# PROVIDED INFORMATION

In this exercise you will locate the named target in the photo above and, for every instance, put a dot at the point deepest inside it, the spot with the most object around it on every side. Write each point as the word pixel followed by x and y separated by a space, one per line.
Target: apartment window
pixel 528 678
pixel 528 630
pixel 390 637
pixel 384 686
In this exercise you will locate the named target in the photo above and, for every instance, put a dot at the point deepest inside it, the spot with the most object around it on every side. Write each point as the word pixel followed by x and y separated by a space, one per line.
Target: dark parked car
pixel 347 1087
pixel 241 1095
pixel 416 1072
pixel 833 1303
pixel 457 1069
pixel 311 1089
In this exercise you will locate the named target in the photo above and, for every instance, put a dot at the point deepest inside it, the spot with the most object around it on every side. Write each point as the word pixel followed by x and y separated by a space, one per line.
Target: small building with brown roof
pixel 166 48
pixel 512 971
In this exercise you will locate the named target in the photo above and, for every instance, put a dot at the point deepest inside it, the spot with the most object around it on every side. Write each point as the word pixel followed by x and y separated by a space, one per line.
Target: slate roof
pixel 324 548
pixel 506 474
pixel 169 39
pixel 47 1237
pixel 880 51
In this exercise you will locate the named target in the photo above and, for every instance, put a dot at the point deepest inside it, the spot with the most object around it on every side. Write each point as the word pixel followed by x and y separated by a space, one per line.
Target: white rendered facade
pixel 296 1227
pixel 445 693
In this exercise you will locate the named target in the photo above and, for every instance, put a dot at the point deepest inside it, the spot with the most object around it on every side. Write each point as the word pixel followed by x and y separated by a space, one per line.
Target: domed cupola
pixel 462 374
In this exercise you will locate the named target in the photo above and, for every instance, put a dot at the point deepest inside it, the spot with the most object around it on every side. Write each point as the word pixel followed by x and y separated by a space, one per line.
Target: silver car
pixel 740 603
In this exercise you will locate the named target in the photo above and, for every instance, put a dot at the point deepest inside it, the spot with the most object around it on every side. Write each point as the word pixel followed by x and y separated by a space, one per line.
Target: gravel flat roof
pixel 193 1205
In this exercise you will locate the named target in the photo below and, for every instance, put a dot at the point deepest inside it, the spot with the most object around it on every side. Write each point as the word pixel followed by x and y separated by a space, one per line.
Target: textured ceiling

# DIRECTIONS FOR THIS TASK
Return exactly the lines from the one containing "Target: silver car" through the last line of the records above, both included, and nothing else.

# EXERCISE RESULT
Target: silver car
pixel 740 603
In this exercise you will locate the named target in the photo above and, for every instance, put a dot at the point deepest inside it, the spot with the most object around it on every side. Write each point as the word pixel followed by x and y separated by a space, one per line.
Target: gravel flat roof
pixel 193 1205
In this exercise you will locate the named target in the photo below and, for every instance, put a dot at the point deepest inside it, the spot with the most object around it on every side. Write each point as the word pixel followed by x and y separated by a space, one per line.
Target: textured ceiling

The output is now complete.